[Records from a data source]
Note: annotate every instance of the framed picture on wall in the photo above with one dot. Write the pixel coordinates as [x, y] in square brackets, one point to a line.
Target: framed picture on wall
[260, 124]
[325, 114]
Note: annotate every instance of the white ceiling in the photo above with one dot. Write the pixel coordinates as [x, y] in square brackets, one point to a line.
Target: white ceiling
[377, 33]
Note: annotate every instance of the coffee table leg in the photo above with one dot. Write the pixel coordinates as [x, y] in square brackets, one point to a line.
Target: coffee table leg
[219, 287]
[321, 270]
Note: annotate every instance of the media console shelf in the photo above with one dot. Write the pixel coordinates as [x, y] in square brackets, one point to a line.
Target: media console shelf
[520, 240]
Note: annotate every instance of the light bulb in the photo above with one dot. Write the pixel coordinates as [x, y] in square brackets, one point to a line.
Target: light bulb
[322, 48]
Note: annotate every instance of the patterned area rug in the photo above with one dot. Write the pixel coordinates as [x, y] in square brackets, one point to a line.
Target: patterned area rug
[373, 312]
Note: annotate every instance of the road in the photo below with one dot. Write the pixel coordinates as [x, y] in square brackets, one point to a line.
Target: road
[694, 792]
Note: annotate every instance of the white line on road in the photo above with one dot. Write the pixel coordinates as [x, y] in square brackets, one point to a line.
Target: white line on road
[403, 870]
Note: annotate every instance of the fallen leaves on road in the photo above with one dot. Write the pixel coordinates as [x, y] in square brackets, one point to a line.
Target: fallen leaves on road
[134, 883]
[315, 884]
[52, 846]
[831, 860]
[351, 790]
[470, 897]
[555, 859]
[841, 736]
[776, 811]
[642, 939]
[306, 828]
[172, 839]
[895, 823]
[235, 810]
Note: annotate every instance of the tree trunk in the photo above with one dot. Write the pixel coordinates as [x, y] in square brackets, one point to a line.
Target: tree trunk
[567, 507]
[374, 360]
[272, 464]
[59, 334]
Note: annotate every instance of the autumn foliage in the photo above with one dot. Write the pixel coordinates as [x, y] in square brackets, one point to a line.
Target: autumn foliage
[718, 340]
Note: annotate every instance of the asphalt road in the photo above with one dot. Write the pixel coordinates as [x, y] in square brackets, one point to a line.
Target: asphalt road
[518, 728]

[STATED PROBLEM] Please repeat the listing above in full and exactly.

[TASK RESPONSE]
Note: annotate every instance of the framed picture on wall in the photo above with one dot. Write the pixel coordinates as [x, y] in square brackets, one point to a line.
Target: framed picture on wall
[260, 124]
[325, 114]
Note: annotate every instance of the white ceiling in the photo above with one dot. Write the pixel coordinates as [x, y] in square brackets, one point to a line.
Target: white ceiling
[377, 33]
Note: annotate every instance of the coffee table leg in the photo above with one dot. Write the pixel coordinates as [x, y] in square brackets, one point to a line.
Target: coffee table leg
[219, 287]
[321, 270]
Note: annotate every instance of the media console shelf in the photo above with one dot. Write the pixel coordinates as [x, y] in square brackets, one point to a line.
Target: media console shelf
[520, 240]
Note: annotate every instance of the light bulb in the photo above with one dot. Write the pixel coordinates as [x, y] in square brackets, one point to a line.
Target: light bulb
[322, 48]
Note: annotate every instance of the patterned area rug in the photo above with one dot. Write the pixel coordinates as [x, y] in square brackets, one point to a line.
Target: patterned area rug
[373, 312]
Note: annotate every instance of the road in the photo below with one dot. Write the pixel coordinates as [x, y] in square brackets, one point to a line.
Target: road
[694, 792]
Note: annotate every instance of the white line on road in the photo above with one dot. Write the pixel coordinates as [x, y] in square brackets, one point to a line.
Target: white line on road
[403, 870]
Note: annotate every instance of the fallen leaves on road in the photo above with one dot. Write the pixel coordinates as [x, y] in square brackets, one point to a line.
Target: fallen leaves on road
[134, 883]
[315, 884]
[52, 846]
[831, 860]
[351, 790]
[470, 897]
[555, 859]
[841, 736]
[776, 811]
[642, 939]
[306, 828]
[172, 839]
[895, 823]
[235, 810]
Note: annotate every instance of the tree trunk in the photo above with one dot. Write the pixel coordinates as [x, y] in square brackets, one point to a line.
Target: tree trunk
[567, 507]
[374, 360]
[272, 464]
[59, 334]
Note: annotate every instance of the autumn foliage in the photo above with one dot. Write the pixel coordinates as [x, y] in square brackets, one point to a line.
Target: autumn foliage
[718, 340]
Note: annotate every instance of the asphalt road in the photo above with one dot. Write the pixel coordinates as [x, y] in square brackets, one point to a line.
Target: asphalt road
[518, 728]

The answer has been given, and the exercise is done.